• **Exercise instructions**
Among the entries below, find the lines that hold the word "carved" and report them.

#### Records shown ####

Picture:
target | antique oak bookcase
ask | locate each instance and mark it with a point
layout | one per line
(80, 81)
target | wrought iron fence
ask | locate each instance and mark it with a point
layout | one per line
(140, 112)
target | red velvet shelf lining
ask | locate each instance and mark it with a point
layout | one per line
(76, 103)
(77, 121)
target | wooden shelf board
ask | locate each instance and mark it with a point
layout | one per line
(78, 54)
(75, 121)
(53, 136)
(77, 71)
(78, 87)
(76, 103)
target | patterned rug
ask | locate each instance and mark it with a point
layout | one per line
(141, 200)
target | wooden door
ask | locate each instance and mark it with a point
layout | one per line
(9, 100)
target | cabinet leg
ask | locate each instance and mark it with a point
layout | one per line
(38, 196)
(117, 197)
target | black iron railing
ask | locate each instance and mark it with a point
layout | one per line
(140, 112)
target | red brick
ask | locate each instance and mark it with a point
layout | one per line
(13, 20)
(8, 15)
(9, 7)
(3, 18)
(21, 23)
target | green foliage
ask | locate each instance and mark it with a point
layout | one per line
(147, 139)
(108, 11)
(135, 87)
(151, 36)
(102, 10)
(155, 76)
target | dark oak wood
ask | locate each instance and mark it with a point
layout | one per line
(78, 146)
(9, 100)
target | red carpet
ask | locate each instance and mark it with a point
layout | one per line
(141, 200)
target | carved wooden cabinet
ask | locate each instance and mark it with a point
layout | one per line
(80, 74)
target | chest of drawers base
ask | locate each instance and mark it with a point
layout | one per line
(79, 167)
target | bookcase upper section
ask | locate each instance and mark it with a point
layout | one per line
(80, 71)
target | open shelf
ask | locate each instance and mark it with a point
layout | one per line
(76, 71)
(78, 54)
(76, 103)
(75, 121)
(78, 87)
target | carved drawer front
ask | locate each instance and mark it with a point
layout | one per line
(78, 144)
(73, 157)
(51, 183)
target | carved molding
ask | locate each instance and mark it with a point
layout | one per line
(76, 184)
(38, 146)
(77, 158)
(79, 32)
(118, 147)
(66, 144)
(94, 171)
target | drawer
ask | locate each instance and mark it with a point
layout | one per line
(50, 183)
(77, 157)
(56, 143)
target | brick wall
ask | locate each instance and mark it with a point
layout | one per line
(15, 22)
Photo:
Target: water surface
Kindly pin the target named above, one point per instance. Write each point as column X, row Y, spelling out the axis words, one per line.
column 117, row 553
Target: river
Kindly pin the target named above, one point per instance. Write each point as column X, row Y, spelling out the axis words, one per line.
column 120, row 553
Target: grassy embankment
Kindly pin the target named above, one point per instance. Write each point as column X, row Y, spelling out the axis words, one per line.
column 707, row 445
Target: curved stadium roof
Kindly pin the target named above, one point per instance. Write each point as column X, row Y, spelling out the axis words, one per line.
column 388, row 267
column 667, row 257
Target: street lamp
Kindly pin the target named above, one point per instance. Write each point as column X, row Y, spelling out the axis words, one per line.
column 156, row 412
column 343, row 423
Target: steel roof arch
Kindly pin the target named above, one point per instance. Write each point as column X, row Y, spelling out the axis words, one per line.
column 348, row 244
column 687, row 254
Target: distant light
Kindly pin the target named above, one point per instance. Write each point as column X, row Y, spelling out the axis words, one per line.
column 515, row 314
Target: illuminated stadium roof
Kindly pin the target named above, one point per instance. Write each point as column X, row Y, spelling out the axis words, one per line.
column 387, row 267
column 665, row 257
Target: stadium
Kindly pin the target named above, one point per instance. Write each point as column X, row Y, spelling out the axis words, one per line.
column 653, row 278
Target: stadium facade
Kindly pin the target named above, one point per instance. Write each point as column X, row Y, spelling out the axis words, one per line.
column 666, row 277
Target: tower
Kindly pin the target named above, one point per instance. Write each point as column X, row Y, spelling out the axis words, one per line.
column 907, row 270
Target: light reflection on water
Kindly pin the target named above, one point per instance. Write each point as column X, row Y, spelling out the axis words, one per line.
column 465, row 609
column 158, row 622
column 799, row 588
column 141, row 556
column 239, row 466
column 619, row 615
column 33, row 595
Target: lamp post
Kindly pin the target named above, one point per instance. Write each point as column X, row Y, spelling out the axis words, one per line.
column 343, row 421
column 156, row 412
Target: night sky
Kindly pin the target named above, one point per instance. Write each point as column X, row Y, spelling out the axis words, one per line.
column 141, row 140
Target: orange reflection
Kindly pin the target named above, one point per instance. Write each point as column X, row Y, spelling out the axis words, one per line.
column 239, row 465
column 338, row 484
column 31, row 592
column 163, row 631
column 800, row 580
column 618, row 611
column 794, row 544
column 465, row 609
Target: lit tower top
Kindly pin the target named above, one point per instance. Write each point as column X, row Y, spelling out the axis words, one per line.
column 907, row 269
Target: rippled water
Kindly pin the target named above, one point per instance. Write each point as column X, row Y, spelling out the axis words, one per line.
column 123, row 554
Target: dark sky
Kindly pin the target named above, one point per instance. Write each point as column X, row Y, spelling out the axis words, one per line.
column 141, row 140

####
#### Records shown ####

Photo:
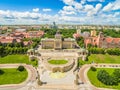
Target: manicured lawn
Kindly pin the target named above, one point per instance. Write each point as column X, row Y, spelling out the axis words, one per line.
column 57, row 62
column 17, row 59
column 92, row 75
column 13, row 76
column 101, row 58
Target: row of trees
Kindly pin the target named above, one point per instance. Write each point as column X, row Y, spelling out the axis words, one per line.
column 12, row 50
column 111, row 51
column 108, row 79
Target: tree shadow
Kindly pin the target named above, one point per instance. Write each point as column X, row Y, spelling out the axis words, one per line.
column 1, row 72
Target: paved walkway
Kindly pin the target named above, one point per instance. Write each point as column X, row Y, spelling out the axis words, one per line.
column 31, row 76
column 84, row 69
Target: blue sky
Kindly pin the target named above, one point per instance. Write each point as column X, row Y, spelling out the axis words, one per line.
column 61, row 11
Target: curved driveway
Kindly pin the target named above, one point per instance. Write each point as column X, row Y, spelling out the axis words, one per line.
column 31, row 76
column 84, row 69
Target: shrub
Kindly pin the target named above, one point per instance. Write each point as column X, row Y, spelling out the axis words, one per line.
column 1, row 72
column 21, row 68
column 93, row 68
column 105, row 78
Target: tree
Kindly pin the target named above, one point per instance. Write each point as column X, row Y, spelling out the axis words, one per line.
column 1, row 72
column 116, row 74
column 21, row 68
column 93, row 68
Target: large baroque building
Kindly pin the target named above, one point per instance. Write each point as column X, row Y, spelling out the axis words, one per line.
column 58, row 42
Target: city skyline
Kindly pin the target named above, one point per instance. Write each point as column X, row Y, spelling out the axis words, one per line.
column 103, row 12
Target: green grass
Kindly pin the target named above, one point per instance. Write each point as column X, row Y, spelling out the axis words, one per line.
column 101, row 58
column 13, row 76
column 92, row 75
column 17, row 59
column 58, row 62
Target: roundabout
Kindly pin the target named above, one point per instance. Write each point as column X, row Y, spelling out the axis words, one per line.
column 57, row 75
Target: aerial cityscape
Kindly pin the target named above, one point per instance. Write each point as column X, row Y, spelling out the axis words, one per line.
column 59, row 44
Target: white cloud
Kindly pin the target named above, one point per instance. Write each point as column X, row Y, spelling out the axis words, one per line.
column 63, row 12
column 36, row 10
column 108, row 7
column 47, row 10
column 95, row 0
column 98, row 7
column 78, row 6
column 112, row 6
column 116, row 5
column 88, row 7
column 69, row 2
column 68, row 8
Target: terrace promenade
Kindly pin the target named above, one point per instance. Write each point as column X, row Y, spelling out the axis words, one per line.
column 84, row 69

####

• **The answer**
target | carved wooden cabinet
target | carved drawer front
target | carved molding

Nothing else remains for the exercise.